But we can't do it alone. One problem is that Darryl and I don't know anyone else with CF. Because of concerns about cross-infection between patients, there's very little contact between families. We are not a community; we're people who look vaguely familiar and smile nervously at one another across the waiting room at two-monthly clinics. This is clearly our first obstacle because, jeez, this boat's going nowhere if we don't even know the names of the people rowing in front of and behind us.

So we decide to start a monthly CF support group. I begin casually approaching other parents across the clinic, sidling up alongside them like a lonely heart in the local pub.

‘We're starting a kind of support and advocacy group if you'd like to come along … We'll probably discuss, uh whatever anyone wants to discuss and then maybe think about how we can improve things for people with CF … It's just me and my husband right now …' Darryl and I decide to make the get-together at a local cafe that we both like, thinking that if nobody else shows then at least we will have a pleasant little date night.

But, thank goodness, they do show.

Lisa, the conscientious occupational therapist, leans over her decaf latte describing her five-year-old son's unhelpfully low-fat eating habits. ‘No matter what we try he seems to end up eating apples. We ordered a pile of fish and chips with friends on the weekend and all the other kids were tucking in but he wanted fruit!' Despite the cajoling, her son isn't interested in food and is just dangling on to the bottom of the growth chart as a result.

Then the conversation turns to Sue. Her knowledge is far-reaching and her commitment to her 13-year-old son's health is impressive. But the family's clearly going through a tough patch. ‘We have tried everything this past year—every test, antibiotic, treatment change but his lung function just keeps on slipping.' She pauses, running her fingers up and down the side of the berry smoothie in front of her. ‘It's incredibly frustrating.' The eight others around the table nod in acknowledgement, her pain physically present around the table—it could be any of us tomorrow. Any of us.

● ● ●

## TASK ITEM
Continue the account of starting a CF support group, beginning after its last sentence.

● ● ●

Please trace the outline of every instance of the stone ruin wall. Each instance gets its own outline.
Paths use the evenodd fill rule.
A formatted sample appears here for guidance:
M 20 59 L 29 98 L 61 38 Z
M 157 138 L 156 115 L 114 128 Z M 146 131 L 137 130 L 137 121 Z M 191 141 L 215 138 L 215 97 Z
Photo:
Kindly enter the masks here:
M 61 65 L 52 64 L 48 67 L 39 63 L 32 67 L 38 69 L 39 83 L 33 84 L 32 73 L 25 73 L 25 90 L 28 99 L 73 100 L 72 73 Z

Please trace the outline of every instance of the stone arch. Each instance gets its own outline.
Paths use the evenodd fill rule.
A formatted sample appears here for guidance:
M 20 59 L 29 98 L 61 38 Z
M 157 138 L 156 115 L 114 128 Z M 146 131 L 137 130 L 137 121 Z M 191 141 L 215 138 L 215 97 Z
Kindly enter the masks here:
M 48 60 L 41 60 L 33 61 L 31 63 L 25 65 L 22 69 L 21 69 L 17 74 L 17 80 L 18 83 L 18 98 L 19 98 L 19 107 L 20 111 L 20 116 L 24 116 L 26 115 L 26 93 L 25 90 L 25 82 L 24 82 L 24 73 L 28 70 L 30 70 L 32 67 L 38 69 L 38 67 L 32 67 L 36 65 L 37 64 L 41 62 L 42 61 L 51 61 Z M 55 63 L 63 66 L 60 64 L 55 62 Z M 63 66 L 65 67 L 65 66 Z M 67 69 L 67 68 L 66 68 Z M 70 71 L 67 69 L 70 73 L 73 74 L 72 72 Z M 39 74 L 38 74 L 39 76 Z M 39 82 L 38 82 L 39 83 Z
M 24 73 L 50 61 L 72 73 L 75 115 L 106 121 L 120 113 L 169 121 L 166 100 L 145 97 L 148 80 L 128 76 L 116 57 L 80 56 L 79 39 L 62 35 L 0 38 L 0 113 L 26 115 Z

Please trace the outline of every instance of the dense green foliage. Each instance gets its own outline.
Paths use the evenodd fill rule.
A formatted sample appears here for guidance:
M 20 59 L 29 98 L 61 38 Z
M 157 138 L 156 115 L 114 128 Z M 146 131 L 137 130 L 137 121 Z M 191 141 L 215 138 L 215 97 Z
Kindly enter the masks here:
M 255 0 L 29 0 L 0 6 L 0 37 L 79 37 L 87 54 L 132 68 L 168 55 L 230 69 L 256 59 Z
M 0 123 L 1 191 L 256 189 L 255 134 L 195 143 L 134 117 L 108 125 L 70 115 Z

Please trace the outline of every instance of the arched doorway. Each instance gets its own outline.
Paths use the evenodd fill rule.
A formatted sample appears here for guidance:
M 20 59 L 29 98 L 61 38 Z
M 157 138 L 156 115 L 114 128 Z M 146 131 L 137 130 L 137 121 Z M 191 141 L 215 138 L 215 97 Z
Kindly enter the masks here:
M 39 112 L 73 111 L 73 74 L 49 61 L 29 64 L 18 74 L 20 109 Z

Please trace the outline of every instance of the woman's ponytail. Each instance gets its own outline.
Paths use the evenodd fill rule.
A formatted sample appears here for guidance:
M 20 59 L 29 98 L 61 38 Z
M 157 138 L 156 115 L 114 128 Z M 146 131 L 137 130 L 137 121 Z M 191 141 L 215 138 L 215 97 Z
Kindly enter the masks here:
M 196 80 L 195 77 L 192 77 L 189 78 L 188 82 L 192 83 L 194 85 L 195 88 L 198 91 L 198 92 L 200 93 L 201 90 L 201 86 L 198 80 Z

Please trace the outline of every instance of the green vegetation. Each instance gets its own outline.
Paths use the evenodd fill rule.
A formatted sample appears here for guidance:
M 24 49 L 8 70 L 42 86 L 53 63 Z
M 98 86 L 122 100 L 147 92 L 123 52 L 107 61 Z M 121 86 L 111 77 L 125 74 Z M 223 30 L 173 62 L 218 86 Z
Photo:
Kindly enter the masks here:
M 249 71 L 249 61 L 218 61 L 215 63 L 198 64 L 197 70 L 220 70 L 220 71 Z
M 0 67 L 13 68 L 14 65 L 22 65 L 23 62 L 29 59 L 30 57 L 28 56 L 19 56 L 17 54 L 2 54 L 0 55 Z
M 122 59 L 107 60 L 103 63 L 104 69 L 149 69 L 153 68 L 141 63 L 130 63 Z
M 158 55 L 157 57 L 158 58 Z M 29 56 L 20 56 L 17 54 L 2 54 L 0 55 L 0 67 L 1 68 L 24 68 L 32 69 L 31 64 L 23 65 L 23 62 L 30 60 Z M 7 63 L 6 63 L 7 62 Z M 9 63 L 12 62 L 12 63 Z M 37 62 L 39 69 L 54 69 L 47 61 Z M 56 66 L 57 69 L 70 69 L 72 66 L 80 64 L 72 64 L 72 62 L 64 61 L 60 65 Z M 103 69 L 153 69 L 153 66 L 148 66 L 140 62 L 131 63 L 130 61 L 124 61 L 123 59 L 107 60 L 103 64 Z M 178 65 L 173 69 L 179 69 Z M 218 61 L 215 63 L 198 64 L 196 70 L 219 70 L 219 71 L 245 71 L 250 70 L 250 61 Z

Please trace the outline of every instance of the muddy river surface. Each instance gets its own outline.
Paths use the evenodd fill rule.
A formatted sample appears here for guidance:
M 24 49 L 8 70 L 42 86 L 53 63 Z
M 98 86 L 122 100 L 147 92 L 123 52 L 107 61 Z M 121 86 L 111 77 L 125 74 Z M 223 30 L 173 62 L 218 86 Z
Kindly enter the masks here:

● ● ●

## ANSWER SECTION
Jon is sitting on the other side of Sue, alongside his partner Jane. He's a forty-year-old adult living with CF, who has for the first time had to drop to part-time work in finance because of becoming unwell. ‘I stuffed my knee playing soccer about six months ago. I needed surgery to repair it—'

‘And that's when everything changed,' interrupts Jane passionately. ‘It has been like entering a whole new world since then, one that is completely different. One day he was working, playing soccer, running, and we were going out at the weekends and taking holidays. Then, practically overnight—after Jon got really bad pneumonia following his knee surgery—everything that we had known started falling apart. And now it's hard to know where we're headed …' she says, leaving her thoughts hanging, like their future.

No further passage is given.